Could you convert the data below into a two-column CSV headed text and answer, with one row per answer and the text that precedes it, putting each value in its own quoted field and replacing line breaks with spaces? Leave the pictures out.
═════ Records for this exercise ═════
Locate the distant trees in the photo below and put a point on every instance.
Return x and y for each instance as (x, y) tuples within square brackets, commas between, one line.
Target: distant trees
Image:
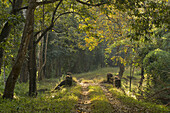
[(28, 41)]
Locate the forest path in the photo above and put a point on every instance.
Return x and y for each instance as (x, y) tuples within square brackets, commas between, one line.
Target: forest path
[(84, 104)]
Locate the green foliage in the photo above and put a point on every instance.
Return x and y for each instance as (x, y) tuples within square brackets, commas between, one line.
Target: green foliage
[(133, 103), (61, 101), (157, 64)]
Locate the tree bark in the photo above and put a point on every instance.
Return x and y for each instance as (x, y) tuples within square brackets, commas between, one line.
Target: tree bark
[(142, 77), (27, 35), (7, 28), (24, 74), (32, 68)]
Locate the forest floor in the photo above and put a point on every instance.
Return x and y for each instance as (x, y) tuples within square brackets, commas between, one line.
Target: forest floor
[(114, 105), (88, 95)]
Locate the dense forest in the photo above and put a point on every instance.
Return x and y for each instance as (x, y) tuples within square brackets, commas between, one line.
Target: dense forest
[(43, 40)]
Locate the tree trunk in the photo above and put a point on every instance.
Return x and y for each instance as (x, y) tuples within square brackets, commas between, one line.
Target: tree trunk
[(24, 74), (32, 68), (142, 77), (40, 73), (27, 35), (6, 30), (122, 69)]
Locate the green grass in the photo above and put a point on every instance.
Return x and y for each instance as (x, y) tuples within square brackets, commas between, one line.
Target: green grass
[(63, 101), (99, 102), (132, 103), (60, 101)]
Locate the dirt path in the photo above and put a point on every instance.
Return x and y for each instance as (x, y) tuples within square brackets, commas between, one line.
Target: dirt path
[(84, 102), (117, 105)]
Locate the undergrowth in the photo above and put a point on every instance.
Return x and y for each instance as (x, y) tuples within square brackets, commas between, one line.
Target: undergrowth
[(60, 101), (99, 101), (132, 103)]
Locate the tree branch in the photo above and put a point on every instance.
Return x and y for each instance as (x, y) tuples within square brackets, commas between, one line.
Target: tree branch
[(85, 3), (46, 2)]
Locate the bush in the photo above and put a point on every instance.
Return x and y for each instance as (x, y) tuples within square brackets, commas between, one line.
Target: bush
[(157, 65)]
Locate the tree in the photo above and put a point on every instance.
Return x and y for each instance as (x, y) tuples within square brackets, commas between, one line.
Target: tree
[(26, 40)]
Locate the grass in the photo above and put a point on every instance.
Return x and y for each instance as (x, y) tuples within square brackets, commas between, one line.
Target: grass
[(63, 101), (100, 104), (132, 103), (60, 101)]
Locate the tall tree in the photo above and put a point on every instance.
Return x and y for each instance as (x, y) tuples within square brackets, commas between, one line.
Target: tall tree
[(16, 5)]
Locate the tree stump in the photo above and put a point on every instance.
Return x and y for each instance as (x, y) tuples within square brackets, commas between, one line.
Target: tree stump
[(117, 82), (109, 78), (68, 80)]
═════
Answer to the task
text,answer
"Locate the distant trees in the photo below and put a point on every instance. Return x and y for each instance as (x, y) tuples within square brackets, commas between, one line. Target: distant trees Image:","[(28, 41)]"
"Locate the forest path in the photo above and put a point on every instance. Return x and y for each instance as (x, y) tuples within square brackets, commas between, one line. Target: forest path","[(84, 104)]"
"Locate the green foliage in the photo above and put a point on every instance. Return x and y for each instance as (x, y) tuples within square brackets, commas between, one line. Target: green foliage","[(133, 103), (61, 101), (157, 64)]"
"Locate the tree bark in the photo above and put a point on every instance. Return x and y for each instance as (x, y) tuples within square brackets, commas between, one line. Target: tree bark","[(142, 77), (27, 35), (7, 28), (24, 74), (32, 68)]"
"Locate the forest floor in the photo above and put a point on every instance. Return x and y for each instance as (x, y) tuples within square brackets, commas between, one line. Target: forest floor","[(114, 105), (88, 95)]"
"Locate the dense forest in the photo above and put a point on every instance. Return x and y for each instance as (x, y) tuples within square brackets, commas between, one line. Target: dense forest","[(43, 40)]"
"Locate the tree trunk in the photo above and put a point on every instance. Return x and y for each instance as (x, y) tuples within square brackets, commas between, one line. Target: tree trunk","[(24, 74), (32, 68), (142, 77), (40, 73), (27, 35), (6, 30), (122, 69)]"
"Locate the green grass in the photo above and put a point on every instance. Return x and y for each instance as (x, y) tuples within square brackets, commas between, one line. Target: green grass","[(63, 101), (99, 102), (132, 103), (60, 101)]"
"Locate the dirt path in the photo above and put a point on every instance. Return x and y for each instance as (x, y) tuples within square brackets, commas between, one line. Target: dirt path","[(84, 102), (117, 105)]"
"Locate the undergrowth in the photo above and put a point on every instance. Return x and y for each instance as (x, y) tuples within square brackets, commas between, one line. Target: undergrowth","[(60, 101), (99, 101), (132, 103)]"
"Locate the tree branch in the photo above and put a point on every instance. Return x and y for each instance as (x, y) tuples within square brackets, commas between, one line. Target: tree branch","[(85, 3), (46, 2)]"
"Locate the bush in the photo above and put a point on every instance. Return x and y for each instance as (x, y) tuples within square brackets, commas between, one line. Target: bush","[(157, 65)]"
"Locate the tree in the photo above and put a point on every instance. Return x and y for each instance as (x, y) tuples within square brackets, commas between, one line. Target: tree","[(26, 40)]"
"Locate the grass in the photo above and put a point on every instance. Return x and y for each instance as (x, y) tuples within square brackets, commas between, one line. Target: grass","[(63, 101), (100, 104), (132, 103), (60, 101)]"
"Locate the tall tree in the photo above and put a point on every instance. Return x and y for each instance as (x, y) tuples within square brackets, commas between, one line. Target: tall tree","[(16, 5)]"
"Locate the tree stump in the photo above and put a point on every instance. Return x and y for each instance as (x, y) tuples within square brackets, commas between, one line. Target: tree stump","[(117, 82), (109, 78), (68, 80)]"